** START Data in this exercise **

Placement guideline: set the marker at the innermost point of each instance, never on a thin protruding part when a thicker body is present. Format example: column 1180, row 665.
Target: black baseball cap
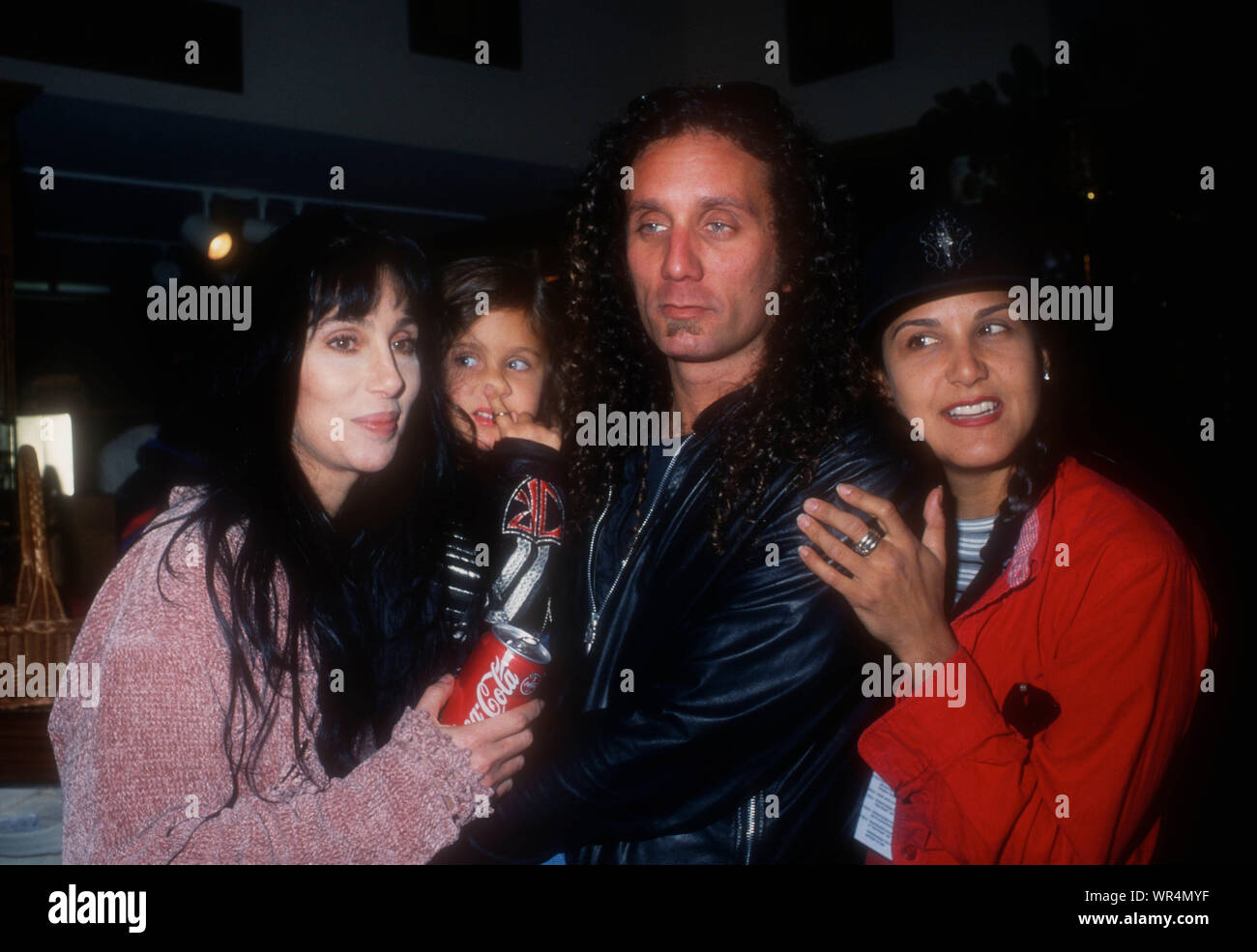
column 937, row 251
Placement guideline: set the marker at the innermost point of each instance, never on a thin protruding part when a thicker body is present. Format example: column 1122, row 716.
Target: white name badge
column 876, row 822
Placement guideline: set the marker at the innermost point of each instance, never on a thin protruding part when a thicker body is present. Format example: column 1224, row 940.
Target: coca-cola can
column 504, row 671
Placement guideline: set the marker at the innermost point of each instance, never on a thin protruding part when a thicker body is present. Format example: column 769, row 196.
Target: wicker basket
column 36, row 628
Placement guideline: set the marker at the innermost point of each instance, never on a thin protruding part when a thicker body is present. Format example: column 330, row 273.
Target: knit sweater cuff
column 448, row 764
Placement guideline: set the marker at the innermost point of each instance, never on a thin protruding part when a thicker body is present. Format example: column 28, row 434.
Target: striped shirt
column 972, row 534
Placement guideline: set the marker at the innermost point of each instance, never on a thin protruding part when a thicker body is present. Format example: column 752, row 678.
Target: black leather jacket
column 737, row 742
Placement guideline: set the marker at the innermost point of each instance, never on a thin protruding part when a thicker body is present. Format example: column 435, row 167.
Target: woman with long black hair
column 263, row 647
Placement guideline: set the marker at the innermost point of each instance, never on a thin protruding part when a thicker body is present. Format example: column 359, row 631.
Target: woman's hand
column 897, row 587
column 520, row 426
column 497, row 743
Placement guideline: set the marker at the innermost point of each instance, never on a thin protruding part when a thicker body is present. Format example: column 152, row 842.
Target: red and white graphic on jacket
column 536, row 512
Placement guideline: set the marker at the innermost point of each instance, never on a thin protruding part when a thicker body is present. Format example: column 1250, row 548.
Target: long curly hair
column 804, row 390
column 364, row 587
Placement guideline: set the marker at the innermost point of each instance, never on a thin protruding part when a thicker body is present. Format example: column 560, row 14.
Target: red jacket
column 1117, row 628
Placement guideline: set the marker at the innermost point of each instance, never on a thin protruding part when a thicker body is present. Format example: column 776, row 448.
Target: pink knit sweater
column 145, row 768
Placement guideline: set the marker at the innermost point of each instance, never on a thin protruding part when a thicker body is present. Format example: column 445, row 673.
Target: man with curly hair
column 712, row 706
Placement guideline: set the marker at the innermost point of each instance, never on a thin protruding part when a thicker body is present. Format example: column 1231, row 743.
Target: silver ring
column 867, row 544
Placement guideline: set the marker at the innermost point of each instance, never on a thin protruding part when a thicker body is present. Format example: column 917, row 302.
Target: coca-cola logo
column 495, row 687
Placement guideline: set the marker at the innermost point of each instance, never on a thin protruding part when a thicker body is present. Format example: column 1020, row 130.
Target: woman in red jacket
column 1044, row 680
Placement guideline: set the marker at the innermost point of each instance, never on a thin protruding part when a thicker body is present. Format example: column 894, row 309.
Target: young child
column 502, row 399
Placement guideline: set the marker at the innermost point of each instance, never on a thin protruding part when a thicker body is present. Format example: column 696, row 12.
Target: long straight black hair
column 364, row 588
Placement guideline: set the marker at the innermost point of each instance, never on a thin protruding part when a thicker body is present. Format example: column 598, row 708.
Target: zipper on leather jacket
column 752, row 825
column 592, row 628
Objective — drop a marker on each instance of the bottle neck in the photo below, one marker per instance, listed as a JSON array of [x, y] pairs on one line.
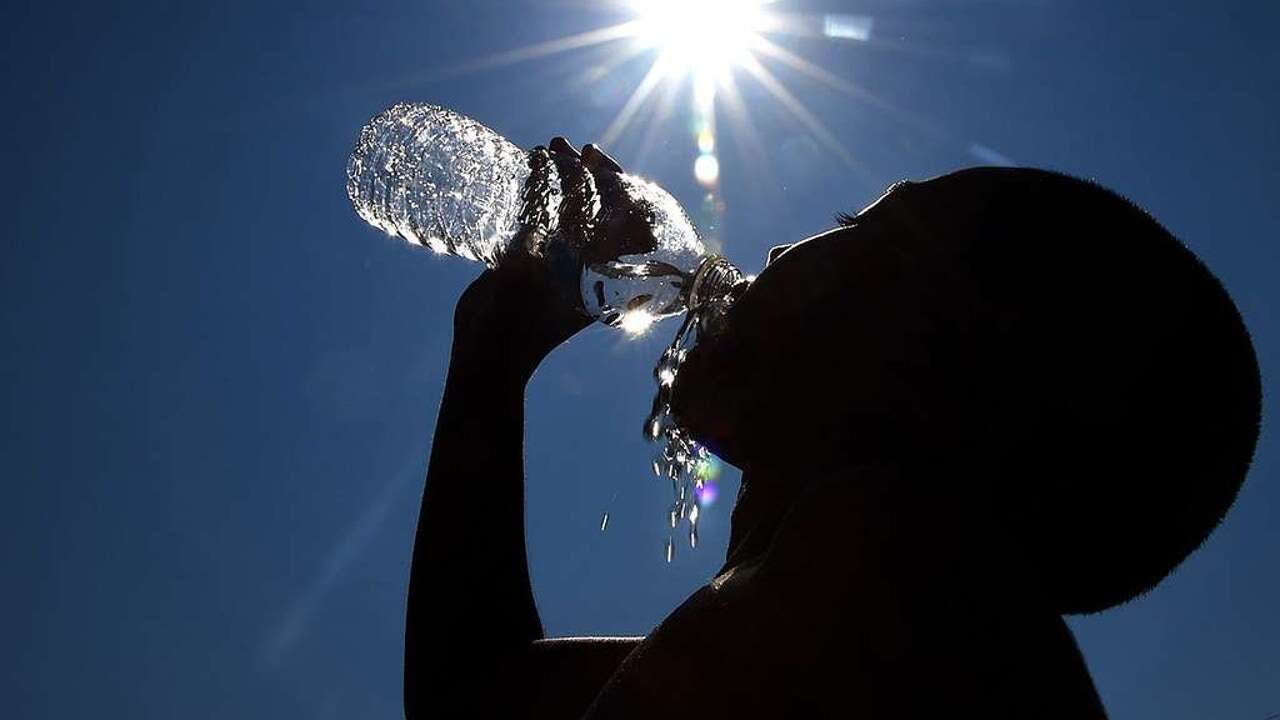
[[714, 279]]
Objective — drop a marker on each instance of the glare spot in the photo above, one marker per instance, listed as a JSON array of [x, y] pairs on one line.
[[704, 36], [705, 141], [636, 322], [846, 27], [437, 245], [707, 169]]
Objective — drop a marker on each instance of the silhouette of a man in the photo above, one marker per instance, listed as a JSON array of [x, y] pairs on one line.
[[984, 401]]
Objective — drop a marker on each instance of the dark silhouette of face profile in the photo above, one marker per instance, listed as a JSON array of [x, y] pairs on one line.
[[1074, 378]]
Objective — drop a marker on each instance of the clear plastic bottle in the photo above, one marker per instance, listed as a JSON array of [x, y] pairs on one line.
[[446, 182]]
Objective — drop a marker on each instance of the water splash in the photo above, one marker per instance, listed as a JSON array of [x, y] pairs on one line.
[[682, 460]]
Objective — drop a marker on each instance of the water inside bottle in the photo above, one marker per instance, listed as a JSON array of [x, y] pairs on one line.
[[438, 180]]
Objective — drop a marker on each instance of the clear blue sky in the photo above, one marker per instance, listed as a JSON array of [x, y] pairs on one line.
[[220, 386]]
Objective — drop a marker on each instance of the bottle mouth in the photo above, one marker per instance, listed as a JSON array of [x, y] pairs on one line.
[[713, 279]]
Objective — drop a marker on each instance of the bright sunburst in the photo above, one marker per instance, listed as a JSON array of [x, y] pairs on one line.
[[704, 37], [707, 46]]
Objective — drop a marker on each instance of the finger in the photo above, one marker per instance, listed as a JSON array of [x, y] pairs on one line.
[[597, 159], [563, 146]]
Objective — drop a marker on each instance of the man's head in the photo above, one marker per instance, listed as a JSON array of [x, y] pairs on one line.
[[1083, 368]]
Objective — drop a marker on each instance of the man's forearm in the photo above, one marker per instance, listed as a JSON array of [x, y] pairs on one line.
[[470, 604]]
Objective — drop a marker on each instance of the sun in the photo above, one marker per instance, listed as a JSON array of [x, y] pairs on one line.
[[699, 37]]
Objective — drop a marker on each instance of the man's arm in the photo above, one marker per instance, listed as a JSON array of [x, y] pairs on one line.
[[471, 621]]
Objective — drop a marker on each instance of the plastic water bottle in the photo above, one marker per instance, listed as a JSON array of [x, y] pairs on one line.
[[443, 181]]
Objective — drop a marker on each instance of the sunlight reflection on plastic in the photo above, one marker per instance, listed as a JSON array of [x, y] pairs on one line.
[[707, 493], [636, 322]]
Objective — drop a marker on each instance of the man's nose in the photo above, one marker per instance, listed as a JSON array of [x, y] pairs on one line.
[[776, 251]]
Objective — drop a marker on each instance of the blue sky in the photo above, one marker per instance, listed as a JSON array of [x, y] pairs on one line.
[[220, 386]]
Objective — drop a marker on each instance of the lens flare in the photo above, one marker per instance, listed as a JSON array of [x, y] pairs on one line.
[[700, 36]]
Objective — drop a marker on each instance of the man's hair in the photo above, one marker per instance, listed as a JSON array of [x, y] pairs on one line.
[[1116, 381]]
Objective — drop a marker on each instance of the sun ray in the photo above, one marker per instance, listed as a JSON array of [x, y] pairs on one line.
[[790, 59], [792, 105], [621, 31], [745, 137], [666, 105], [657, 72]]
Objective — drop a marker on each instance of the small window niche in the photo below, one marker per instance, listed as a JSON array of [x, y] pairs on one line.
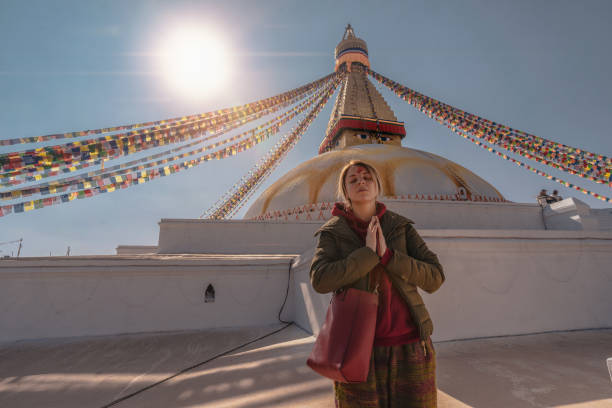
[[209, 294]]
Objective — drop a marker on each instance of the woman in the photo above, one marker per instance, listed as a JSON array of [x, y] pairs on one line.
[[364, 238]]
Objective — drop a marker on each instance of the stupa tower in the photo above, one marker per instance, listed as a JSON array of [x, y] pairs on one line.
[[360, 114], [363, 127]]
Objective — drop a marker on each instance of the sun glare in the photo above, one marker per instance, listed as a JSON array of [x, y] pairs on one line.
[[195, 62]]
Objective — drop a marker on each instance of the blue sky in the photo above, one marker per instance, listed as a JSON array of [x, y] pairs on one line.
[[539, 66]]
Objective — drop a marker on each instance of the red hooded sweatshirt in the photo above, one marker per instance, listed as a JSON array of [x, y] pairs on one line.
[[394, 325]]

** END Data in this exercise **

• [Short exercise]: Convert all of the rows above into a Markdown table with the columns No. and Line. Number each line and leave out blank lines and the pictures.

• [Task response]:
| No. | Line |
|---|---|
| 1 | Placement guideline: set the marker at the innermost point of each instance, never on a thin protruding part when a thicker body is present. Format example: column 1180, row 665. |
| 2 | Target: black baseball cap |
| 3 | column 937, row 251 |
| 4 | Placement guideline: set the marker at the innermost point of each instance, never on a thin protruding part when a thicker body is present. Format example: column 1122, row 716. |
| 5 | Target: white name badge |
| 6 | column 876, row 822 |
| 7 | Placement guideline: set the marker at the innermost point of each instance, never on a thin protruding part when a thicker body is present. Format example: column 1224, row 940. |
| 8 | Target: coca-cola can |
| 9 | column 504, row 671 |
| 10 | Placement guideline: set the marker at the innermost point of each instance, never on a thin protruding part when a thicker body is present. Format example: column 769, row 196. |
| 11 | Target: wicker basket |
| 12 | column 36, row 628 |
| 13 | Placement guideline: set the marker at the innermost point of each instance, never on a thin protruding part when a thicker body is present. Format example: column 330, row 273. |
| 14 | Target: knit sweater cuff |
| 15 | column 448, row 764 |
| 16 | Placement guideline: set the marker at the innermost point of each instance, never on a thin protruding part when a thicker body is present. Format example: column 28, row 434. |
| 17 | Target: striped shirt |
| 18 | column 972, row 534 |
| 19 | Placement guideline: set the marker at the innermost point of each instance, never on a thin protruding part when a thicker body is present. Format example: column 752, row 678. |
| 20 | Target: black leather jacket |
| 21 | column 737, row 742 |
| 22 | Placement guideline: set the marker at the innermost point of each instance, never on a thin protruding part when a thicker body is present. Format example: column 435, row 167. |
| 23 | Target: woman with long black hair |
| 24 | column 263, row 647 |
| 25 | Placement guideline: set the marker at the innermost point of each instance, never on a thin protruding part when a thicker body is present. Format example: column 359, row 631. |
| 26 | Target: woman's hand |
| 27 | column 897, row 587 |
| 28 | column 520, row 426 |
| 29 | column 497, row 743 |
| 30 | Placement guideline: set the marker at the innermost point of each instance, never on a thin protruding part when a thicker body is present. Format example: column 152, row 842. |
| 31 | Target: red and white graphic on jacket |
| 32 | column 536, row 512 |
| 33 | Placement guideline: set the marker at the innermost point of each instance, never on a thin protruding part when a thicker body is present. Format example: column 1250, row 548. |
| 34 | Target: long curly hair |
| 35 | column 804, row 390 |
| 36 | column 364, row 587 |
| 37 | Placement guideline: set the marker at the innermost point of each instance, never on a thin protruding part when a thicker body is present. Format example: column 560, row 14. |
| 38 | Target: red jacket |
| 39 | column 1117, row 628 |
| 40 | Placement guideline: set the marker at the innermost point of each instance, never on a thin protruding part when a thicker body is present. Format example: column 776, row 448. |
| 41 | Target: pink knit sweater |
| 42 | column 145, row 768 |
| 43 | Placement guideline: set the marker at the innermost point of each instance, never on a thin protruding part when a thicker body is present. Format example: column 445, row 673. |
| 44 | Target: man with curly hair |
| 45 | column 712, row 706 |
| 46 | Placement guideline: set the marker at the innermost point of each instance, never on a thin protruding part when a thicker body is present. Format example: column 1231, row 743. |
| 47 | Target: silver ring |
| 48 | column 867, row 544 |
| 49 | Placement guideline: set the marker at the innermost point of each instance, never on a thin protruding part when a thicker body is present. Format example: column 917, row 302. |
| 50 | Target: coca-cola logo |
| 51 | column 495, row 687 |
| 52 | Placement guideline: set the marker at the innermost point of each instance, never on a thin protruding part when a thicker body is present. Format example: column 1020, row 130. |
| 53 | Target: woman in red jacket |
| 54 | column 1044, row 680 |
| 55 | Placement guideline: set the marker at the innermost point of each instance, never on a thin protruding part when a thicker body is present. Format example: column 894, row 309. |
| 56 | Target: young child |
| 57 | column 502, row 399 |
| 58 | Placement guideline: set the marker at the innermost point of each instance, never on a thin protruding part when a thicker body is present. Format example: column 696, row 12. |
| 59 | Target: long straight black hair |
| 60 | column 364, row 588 |
| 61 | Placement guideline: set the marker at the innermost point of each instance, never on a thin protruding part when a thicker body is present. Format example: column 598, row 708. |
| 62 | Target: zipper on leather jacket |
| 63 | column 752, row 825 |
| 64 | column 592, row 628 |
| 65 | Objective — drop a marker on each instance of the bottle neck in the photo below, one marker per instance, listed as a JSON array of [x, y] pairs on one line. |
| 66 | [[714, 279]] |
| 67 | Objective — drop a marker on each instance of the glare spot in the photo above, one marker per instance, listed as a JSON array of [x, y] pairs on one line. |
| 68 | [[704, 36], [705, 141], [636, 322], [846, 27], [437, 245], [707, 169]] |
| 69 | Objective — drop a marker on each instance of the silhouette of a man in the photo above, one marker per instance, listed as a JSON array of [x, y] pairs on one line. |
| 70 | [[984, 401]] |
| 71 | Objective — drop a marker on each instance of the dark silhouette of face profile in the photo above, one marker per instance, listed as a JSON array of [x, y] pairs on one line. |
| 72 | [[1074, 378]] |
| 73 | Objective — drop a marker on each instance of the clear plastic bottle in the photo above, one marker per instance, listed as a JSON array of [x, y] pairs on one line. |
| 74 | [[446, 182]] |
| 75 | Objective — drop a marker on each instance of the water splash in the photo above, one marker per instance, listed as a JSON array of [x, y] pairs on one line. |
| 76 | [[682, 460]] |
| 77 | Objective — drop a marker on each instance of the water inside bottle in the photo above, one marker per instance, listed as a JSON array of [x, y] pairs on one line. |
| 78 | [[438, 180]] |
| 79 | Objective — drop a marker on each instance of the clear blue sky in the photo above, one marker per instance, listed as a JSON array of [x, y] pairs on one line. |
| 80 | [[220, 386]] |
| 81 | Objective — drop a marker on each instance of the bottle mouth in the photo above, one marker per instance, listed as a JSON array of [x, y] pairs on one line. |
| 82 | [[713, 279]] |
| 83 | Objective — drop a marker on each instance of the bright sunburst in the photo above, one marker per instance, listed as a JSON array of [x, y] pairs on one line. |
| 84 | [[704, 37], [707, 46]] |
| 85 | Objective — drop a marker on each instance of the finger in the photo above, one marker per instance, listed as a JSON array of [x, y] pairs on one line. |
| 86 | [[597, 159], [563, 146]] |
| 87 | Objective — drop a marker on each instance of the man's head in the photo above, one marker per instance, listed as a JSON array of [x, y] pairs on one line. |
| 88 | [[1083, 368]] |
| 89 | Objective — drop a marker on each instance of the man's forearm in the photo above, one marker per instance, listed as a JSON array of [x, y] pairs on one line. |
| 90 | [[470, 604]] |
| 91 | Objective — drop a marker on each instance of the sun in the photo above, one marker per instance, listed as a JSON array of [x, y] pairs on one line. |
| 92 | [[699, 37]] |
| 93 | Objective — drop a marker on each instance of the man's arm in the photo above, one marker per instance, listed as a JSON array of [x, y] pairs on one line. |
| 94 | [[471, 621]] |
| 95 | Objective — drop a marker on each instance of the plastic water bottle in the photo above, one marker per instance, listed as a JSON array of [x, y] pairs on one line. |
| 96 | [[443, 181]] |
| 97 | Objective — drop a marker on each instance of the sunlight reflection on plastic in the photo above, one marker per instance, listed as a JSON array of [x, y] pairs on one line. |
| 98 | [[707, 493], [636, 322]] |
| 99 | Objective — drop a marker on each instance of the man's nose in the photo above, one marker per instance, listed as a JSON array of [x, y] pairs on one line. |
| 100 | [[776, 251]] |
| 101 | Objective — drop a marker on each instance of the blue sky in the photo above, one marker per instance, listed as a JSON array of [x, y] pairs on one line. |
| 102 | [[220, 386]] |
| 103 | Objective — drop a marker on each instance of the lens flare in the photo above, one marker per instance, listed as a JSON array of [x, y] pairs on one line. |
| 104 | [[700, 36]] |
| 105 | Objective — drop a marker on each instance of the man's hair in the photo above, one marker per instance, listed as a JSON array of [x, y] pairs on one line. |
| 106 | [[1116, 381]] |
| 107 | Objective — drop a marker on each instance of the sun ray in the photo above, one marker per instance, listed as a JSON array of [x, y] pairs on one line. |
| 108 | [[790, 59], [792, 105], [621, 31], [745, 137], [666, 105], [657, 72]] |
| 109 | Objective — drop a marker on each instance of the small window niche in the photo below, one marker per instance, listed as a JSON array of [x, y] pairs on one line. |
| 110 | [[209, 294]] |
| 111 | Objective — drop a marker on each instance of the woman in the photo above, one marker per instance, listed as a JSON array of [x, y] pairs on one line. |
| 112 | [[364, 238]] |
| 113 | Objective — drop a marker on each instance of the stupa tower in the photo above, one marker per instance, listed as a JSON array of [x, y] pairs on one line. |
| 114 | [[360, 114], [363, 127]] |
| 115 | Objective — drop a marker on each instance of the sun glare in the photo above, one marker per instance, listed as a JSON array of [x, y] pairs on one line. |
| 116 | [[195, 62]] |
| 117 | Objective — drop a marker on each instance of the blue sky in the photo above, one marker per instance, listed as a JSON array of [x, y] pairs on one line. |
| 118 | [[539, 66]] |
| 119 | Objective — drop a marker on each instance of the red hooded sweatshirt in the photo above, one marker per instance, listed as a JSON array of [x, y] pairs on one line. |
| 120 | [[394, 325]] |